Problem description:
Take the line that contains "Each instance receives exactly one keypoint. Mark the pink" and all lines after it, up to and including the last line of the data, and write them out exactly; nothing else belongs in the answer.

Information shown:
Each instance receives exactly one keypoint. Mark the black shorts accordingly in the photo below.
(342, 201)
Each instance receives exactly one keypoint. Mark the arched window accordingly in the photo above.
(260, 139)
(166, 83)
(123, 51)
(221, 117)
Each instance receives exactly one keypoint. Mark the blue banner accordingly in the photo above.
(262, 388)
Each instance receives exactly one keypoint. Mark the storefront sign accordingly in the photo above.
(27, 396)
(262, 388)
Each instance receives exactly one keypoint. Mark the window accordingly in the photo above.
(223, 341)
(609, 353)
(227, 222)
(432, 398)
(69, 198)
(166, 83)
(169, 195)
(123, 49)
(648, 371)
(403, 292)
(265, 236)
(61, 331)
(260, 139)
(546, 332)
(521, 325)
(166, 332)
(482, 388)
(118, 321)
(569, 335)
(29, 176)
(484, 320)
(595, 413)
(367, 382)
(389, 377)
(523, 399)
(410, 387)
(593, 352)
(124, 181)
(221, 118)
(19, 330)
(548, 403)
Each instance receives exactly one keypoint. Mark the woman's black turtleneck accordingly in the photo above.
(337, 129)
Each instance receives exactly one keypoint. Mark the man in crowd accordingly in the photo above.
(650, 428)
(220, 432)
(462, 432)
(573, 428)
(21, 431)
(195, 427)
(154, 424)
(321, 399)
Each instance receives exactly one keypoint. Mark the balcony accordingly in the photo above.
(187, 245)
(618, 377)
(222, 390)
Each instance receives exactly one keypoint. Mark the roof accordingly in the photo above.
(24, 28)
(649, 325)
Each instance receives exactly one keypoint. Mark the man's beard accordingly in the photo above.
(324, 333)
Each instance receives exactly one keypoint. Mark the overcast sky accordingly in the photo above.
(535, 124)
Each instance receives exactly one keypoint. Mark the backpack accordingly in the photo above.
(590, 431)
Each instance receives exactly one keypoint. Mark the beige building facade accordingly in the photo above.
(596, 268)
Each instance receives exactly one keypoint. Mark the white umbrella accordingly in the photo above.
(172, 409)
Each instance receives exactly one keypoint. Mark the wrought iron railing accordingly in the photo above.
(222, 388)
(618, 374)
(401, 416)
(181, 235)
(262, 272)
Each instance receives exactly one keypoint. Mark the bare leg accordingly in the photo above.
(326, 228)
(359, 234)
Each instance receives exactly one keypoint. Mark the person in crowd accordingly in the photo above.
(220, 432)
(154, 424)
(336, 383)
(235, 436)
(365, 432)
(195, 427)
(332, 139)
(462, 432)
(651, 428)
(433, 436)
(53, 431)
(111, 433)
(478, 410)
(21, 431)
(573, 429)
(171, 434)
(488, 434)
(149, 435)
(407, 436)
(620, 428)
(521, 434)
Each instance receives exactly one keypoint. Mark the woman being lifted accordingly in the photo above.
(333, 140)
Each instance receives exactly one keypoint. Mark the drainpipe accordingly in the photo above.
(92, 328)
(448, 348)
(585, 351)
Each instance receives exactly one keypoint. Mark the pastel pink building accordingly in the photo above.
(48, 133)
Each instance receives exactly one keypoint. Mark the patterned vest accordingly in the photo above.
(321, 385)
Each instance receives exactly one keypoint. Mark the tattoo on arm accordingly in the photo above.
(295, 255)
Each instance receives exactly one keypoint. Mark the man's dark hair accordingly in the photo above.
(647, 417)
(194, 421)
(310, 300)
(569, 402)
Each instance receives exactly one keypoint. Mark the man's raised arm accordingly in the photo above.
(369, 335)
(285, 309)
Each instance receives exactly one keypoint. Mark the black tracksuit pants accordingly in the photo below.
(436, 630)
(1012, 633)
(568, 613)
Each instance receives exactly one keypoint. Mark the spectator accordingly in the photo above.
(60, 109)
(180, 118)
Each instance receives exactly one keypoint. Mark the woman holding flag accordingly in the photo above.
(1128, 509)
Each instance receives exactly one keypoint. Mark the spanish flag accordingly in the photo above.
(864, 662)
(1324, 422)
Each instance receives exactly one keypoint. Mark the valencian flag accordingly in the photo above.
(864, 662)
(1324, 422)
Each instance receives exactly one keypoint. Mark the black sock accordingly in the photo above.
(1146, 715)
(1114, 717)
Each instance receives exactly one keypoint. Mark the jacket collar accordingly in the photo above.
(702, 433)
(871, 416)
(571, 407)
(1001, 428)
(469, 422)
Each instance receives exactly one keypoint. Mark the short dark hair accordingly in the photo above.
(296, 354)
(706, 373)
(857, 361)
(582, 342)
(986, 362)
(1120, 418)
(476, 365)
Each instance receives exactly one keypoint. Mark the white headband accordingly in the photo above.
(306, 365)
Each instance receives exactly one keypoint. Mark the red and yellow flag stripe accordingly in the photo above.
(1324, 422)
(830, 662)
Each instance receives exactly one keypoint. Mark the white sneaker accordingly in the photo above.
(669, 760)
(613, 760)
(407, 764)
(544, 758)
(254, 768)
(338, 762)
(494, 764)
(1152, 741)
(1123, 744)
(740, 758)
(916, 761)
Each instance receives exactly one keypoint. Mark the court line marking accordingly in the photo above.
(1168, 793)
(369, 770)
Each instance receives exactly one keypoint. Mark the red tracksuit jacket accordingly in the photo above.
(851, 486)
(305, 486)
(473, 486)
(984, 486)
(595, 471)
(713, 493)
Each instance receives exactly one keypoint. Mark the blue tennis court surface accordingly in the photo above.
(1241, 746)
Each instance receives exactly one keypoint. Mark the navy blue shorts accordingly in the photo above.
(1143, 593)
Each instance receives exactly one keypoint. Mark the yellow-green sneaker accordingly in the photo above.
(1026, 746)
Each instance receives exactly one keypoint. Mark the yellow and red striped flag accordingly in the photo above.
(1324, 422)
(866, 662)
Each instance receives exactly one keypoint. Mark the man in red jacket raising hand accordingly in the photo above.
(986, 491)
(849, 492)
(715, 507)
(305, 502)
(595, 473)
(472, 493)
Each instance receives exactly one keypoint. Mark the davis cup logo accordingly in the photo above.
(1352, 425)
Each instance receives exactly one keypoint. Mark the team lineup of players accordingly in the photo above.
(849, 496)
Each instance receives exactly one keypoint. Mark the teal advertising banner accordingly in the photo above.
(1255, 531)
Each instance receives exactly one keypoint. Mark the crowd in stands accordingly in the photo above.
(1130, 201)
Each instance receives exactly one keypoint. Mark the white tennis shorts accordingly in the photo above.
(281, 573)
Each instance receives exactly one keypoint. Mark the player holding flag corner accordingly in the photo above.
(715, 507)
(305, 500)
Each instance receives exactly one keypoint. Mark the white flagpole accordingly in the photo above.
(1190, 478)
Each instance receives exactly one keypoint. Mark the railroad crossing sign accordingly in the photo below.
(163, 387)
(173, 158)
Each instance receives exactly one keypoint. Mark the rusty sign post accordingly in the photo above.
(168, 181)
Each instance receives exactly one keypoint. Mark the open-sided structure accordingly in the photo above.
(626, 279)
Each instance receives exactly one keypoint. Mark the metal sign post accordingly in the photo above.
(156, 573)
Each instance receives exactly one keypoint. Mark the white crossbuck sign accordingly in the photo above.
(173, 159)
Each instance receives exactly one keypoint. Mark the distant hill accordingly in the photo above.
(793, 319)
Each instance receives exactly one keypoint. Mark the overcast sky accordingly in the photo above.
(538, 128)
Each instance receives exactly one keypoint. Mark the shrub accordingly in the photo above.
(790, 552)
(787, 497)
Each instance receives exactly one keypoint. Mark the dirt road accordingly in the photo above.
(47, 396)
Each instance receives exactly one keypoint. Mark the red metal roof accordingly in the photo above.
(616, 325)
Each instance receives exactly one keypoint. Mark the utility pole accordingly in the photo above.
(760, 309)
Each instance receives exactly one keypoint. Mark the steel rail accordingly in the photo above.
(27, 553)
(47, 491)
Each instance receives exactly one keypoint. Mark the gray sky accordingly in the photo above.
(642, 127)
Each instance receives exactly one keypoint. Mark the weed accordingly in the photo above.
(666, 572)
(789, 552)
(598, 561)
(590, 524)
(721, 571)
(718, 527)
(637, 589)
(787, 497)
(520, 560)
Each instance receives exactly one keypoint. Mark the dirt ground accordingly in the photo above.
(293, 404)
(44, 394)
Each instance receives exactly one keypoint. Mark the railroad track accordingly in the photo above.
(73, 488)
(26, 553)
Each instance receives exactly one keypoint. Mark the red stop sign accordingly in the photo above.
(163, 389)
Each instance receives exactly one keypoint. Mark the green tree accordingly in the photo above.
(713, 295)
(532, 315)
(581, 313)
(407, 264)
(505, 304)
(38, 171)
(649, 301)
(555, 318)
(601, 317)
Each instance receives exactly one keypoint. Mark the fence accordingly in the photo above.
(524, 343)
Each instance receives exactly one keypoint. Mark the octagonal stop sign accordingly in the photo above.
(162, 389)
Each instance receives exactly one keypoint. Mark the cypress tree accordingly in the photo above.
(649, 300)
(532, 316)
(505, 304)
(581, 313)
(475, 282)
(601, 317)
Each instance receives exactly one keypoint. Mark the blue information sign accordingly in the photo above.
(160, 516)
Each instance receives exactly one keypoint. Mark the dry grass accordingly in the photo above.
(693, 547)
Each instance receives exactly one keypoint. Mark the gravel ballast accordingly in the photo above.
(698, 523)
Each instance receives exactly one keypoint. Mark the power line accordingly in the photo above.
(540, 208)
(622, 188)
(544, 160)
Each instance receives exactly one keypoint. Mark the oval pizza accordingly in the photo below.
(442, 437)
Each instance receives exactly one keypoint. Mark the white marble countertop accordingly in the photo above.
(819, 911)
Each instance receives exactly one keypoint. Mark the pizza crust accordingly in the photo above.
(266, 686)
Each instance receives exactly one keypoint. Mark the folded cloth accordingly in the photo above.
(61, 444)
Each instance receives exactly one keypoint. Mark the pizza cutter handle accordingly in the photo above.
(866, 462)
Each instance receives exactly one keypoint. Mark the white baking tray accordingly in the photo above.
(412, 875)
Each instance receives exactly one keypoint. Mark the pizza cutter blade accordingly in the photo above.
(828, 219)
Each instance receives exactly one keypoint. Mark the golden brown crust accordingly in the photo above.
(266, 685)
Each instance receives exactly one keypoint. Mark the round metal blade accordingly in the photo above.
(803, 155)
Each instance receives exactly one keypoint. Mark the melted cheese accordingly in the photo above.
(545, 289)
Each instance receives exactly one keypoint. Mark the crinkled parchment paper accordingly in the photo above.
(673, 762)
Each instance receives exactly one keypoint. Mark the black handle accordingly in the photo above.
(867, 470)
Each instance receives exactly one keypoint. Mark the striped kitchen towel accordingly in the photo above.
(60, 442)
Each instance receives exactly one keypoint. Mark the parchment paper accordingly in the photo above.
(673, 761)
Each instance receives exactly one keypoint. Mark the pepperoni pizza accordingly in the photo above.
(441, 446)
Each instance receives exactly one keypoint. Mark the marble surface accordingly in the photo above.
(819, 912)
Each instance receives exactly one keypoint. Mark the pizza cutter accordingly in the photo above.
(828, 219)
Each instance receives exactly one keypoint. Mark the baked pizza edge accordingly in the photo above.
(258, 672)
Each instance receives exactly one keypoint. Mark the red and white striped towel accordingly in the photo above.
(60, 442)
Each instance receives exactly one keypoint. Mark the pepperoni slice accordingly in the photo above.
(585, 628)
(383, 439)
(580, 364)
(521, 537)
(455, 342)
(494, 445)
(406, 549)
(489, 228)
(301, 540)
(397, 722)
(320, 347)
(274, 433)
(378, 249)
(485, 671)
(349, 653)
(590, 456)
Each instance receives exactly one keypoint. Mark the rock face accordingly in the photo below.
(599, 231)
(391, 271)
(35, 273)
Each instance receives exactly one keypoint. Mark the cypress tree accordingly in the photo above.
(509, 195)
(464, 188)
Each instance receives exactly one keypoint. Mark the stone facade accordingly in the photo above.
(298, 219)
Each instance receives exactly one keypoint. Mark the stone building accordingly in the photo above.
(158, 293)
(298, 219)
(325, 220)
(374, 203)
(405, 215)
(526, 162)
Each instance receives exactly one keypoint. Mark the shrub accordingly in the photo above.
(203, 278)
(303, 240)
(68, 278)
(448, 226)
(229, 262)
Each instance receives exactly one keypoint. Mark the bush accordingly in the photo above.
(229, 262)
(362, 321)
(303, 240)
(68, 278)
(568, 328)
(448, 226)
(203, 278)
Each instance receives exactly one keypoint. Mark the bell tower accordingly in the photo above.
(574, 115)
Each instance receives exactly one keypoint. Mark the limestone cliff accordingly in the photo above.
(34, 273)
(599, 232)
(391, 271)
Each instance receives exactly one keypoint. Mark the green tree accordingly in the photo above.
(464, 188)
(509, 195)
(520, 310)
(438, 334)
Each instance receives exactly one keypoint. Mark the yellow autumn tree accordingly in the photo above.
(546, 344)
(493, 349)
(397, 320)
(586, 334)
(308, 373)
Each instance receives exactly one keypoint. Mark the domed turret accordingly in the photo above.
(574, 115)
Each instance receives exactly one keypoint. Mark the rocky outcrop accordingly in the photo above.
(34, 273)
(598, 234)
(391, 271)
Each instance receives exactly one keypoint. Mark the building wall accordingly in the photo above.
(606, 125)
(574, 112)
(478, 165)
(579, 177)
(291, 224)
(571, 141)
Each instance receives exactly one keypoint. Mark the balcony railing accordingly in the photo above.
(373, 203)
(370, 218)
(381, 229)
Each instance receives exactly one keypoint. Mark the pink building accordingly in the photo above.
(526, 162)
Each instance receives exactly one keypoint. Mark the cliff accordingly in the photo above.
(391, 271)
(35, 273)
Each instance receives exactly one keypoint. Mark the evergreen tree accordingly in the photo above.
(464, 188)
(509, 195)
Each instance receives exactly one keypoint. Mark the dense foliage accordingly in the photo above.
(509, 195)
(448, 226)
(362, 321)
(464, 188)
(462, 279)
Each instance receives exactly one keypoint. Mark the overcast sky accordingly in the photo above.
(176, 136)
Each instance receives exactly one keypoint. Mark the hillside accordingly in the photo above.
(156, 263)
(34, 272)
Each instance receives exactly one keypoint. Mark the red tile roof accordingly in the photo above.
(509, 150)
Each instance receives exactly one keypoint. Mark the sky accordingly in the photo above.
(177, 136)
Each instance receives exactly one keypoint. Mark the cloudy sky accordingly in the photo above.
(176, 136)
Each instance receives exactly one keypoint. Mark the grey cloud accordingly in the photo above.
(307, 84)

Exercise answer:
Each instance receives exactly one keypoint. Mark the pink building accordingly in the photo above.
(526, 162)
Each instance receives exactly one keypoint. Mark the cliff accordingly in the photo above.
(391, 271)
(35, 273)
Each instance receives exactly one keypoint. Mark the evergreen tree accordingly in the photo above.
(464, 188)
(509, 195)
Each instance receives exactly one keypoint. Mark the dense foliage accordingly in the photo above.
(509, 195)
(448, 226)
(362, 321)
(464, 188)
(462, 279)
Each instance receives exactly one keypoint. Mark the overcast sky accordingly in the photo above.
(176, 136)
Each instance receives exactly one keypoint. Mark the hillside accordingly in the photo above.
(156, 263)
(34, 272)
Each instance receives exactly one keypoint. Mark the red tile roof accordingly in the photo above.
(509, 150)
Each instance receives exactly one keypoint. Mark the sky accordingly in the photo above.
(177, 136)
Each instance receives exactly one keypoint. Mark the cloudy sky accordingly in the photo above.
(176, 136)
Each instance receives exactly one keypoint. Mark the grey cloud accordingly in the photo above.
(307, 84)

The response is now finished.